[Begin Text block]
Most SaaS founders I work with treat the term sheet as the finish line. They spent six months getting an investor to “yes,” the number on the front page is bigger than they expected, and the instinct is to sign before the offer evaporates. That instinct is exactly how founders end up with 25 years of work and nothing to show for it. A term sheet is not the finish line. It is the rulebook for every dollar that ever comes out of your company, and the valuation on page one is usually the least important thing in it.
Here is the part nobody tells first-time CEOs: the valuation gets all the attention, but the liquidation preference, the participation rights, and the board control terms decide how much money you personally walk away with when you sell. I have watched a company raise two hundred million dollars, build genuinely great software, sell for a real price, and hand the founders zero. Not a small number — zero. The customers loved the product. The founders just did not understand the math buried in their own term sheets.
This guide walks through what a term sheet actually is, the clauses that matter and the ones that do not, the difference between economic terms and control terms, a worked example showing how the same exit price produces wildly different founder outcomes depending on the term sheet you signed years earlier, and the negotiating moves that actually shift terms in your favor. By the end you will know which lines on a term sheet to fight over and which to let go — and why signing the wrong term sheet is a decision you live with for the entire life of the company.
What a Term Sheet Actually Is
A term sheet is a short, mostly non-binding document — usually two to eight pages — that lays out the key terms of a proposed investment or acquisition before the lawyers draft the long-form agreements. Think of it as the architectural blueprint signed off before anyone pours concrete. It is “non-binding” in the sense that it does not legally force the deal to close, but that framing is misleading in practice. Once both sides sign a term sheet, roughly 90% of the deal is settled. The forty-page Stock Purchase Agreement that follows is mostly the lawyers translating the term sheet into enforceable language. Whatever you conceded on the term sheet, you almost never claw back later.
The reason this matters for a SaaS CEO specifically is that your company runs on recurring revenue, which makes it financeable and acquirable in ways most businesses are not. You will likely see more than one term sheet over the company’s life — a growth equity round, a recapitalization, a strategic acquisition offer. Each one is a moment where the terms you accept silently reprice every share you own.
A few binding pieces usually do survive even in a “non-binding” term sheet, and you should read them carefully:
- Confidentiality. You cannot disclose the terms publicly. Standard, fine.
- No-shop / exclusivity. This is the one that bites. A no-shop clause says that once you sign, you cannot talk to other investors or buyers for a set period — often 30 to 60 days. That hands the other side enormous leverage during diligence, because they know you have no alternative on the table. Negotiate the no-shop window down, and never sign one before you have run a competitive process.
- Expenses. Who pays legal and diligence costs if the deal collapses.
[End Text block]
What is being asked | Copy the stretch of the term sheet text from "This guide walks" through "of the company." word for word.
[Begin Extracted data]
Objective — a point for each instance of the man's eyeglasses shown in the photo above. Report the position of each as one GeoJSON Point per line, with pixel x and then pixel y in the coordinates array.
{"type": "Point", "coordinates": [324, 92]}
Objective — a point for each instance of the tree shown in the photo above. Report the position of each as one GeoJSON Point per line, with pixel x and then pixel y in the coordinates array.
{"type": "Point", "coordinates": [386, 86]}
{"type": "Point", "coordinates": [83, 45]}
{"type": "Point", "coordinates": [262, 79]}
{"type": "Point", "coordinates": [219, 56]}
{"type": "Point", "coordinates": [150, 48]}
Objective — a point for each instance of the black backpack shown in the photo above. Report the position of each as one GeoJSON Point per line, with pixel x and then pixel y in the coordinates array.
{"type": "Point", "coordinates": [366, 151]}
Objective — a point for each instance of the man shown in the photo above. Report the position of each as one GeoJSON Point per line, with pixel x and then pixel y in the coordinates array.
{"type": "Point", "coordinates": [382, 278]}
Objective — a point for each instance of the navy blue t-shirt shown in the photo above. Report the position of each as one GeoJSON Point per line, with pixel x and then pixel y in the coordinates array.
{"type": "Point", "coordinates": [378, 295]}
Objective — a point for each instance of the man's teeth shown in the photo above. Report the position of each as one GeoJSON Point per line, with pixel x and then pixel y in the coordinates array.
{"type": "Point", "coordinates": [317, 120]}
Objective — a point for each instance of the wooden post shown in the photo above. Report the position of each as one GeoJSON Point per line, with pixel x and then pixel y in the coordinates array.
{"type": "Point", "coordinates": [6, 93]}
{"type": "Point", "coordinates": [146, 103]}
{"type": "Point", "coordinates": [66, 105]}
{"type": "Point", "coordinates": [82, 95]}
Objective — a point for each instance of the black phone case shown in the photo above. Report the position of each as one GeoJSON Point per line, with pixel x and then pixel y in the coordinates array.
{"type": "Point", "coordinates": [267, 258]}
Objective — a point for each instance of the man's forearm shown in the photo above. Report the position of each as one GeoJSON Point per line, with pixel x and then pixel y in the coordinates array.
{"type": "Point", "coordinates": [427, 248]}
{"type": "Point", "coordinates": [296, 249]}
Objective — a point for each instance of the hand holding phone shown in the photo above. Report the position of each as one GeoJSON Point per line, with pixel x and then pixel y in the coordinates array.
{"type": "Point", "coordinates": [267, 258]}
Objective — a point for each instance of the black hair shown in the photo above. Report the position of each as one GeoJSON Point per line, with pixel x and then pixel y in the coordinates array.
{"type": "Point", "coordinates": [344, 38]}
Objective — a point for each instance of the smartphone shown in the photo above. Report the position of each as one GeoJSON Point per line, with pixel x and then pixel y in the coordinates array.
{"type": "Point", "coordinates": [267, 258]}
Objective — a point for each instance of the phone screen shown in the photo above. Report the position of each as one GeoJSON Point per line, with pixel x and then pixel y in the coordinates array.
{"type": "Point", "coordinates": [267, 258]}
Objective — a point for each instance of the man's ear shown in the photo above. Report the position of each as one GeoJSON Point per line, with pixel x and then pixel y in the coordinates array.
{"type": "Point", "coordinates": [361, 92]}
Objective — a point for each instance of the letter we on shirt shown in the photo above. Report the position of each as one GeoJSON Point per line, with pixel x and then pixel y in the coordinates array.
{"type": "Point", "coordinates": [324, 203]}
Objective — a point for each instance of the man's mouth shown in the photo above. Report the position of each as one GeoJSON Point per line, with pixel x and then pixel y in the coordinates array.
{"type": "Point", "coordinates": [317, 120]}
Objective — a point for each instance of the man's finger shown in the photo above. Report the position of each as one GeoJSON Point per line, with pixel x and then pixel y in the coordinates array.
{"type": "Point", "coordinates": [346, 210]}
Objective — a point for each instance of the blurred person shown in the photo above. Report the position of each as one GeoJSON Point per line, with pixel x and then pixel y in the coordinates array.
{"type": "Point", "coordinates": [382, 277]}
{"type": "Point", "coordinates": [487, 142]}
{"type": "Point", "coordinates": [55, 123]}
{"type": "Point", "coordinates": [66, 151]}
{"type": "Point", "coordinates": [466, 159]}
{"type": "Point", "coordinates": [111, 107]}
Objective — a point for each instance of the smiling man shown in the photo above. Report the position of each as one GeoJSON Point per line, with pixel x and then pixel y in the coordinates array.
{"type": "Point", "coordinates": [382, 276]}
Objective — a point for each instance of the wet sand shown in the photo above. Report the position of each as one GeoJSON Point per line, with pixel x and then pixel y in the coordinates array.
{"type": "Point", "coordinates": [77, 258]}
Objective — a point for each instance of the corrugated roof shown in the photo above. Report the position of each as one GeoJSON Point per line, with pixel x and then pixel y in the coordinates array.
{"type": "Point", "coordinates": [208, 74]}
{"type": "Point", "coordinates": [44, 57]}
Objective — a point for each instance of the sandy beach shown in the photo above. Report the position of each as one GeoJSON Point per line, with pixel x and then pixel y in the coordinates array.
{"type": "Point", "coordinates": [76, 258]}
[End Extracted data]
Finished exercise |
This guide walks through what a term sheet actually is, the clauses that matter and the ones that do not, the difference between economic terms and control terms, a worked example showing how the same exit price produces wildly different founder outcomes depending on the term sheet you signed years earlier, and the negotiating moves that actually shift terms in your favor. By the end you will know which lines on a term sheet to fight over and which to let go — and why signing the wrong term sheet is a decision you live with for the entire life of the company.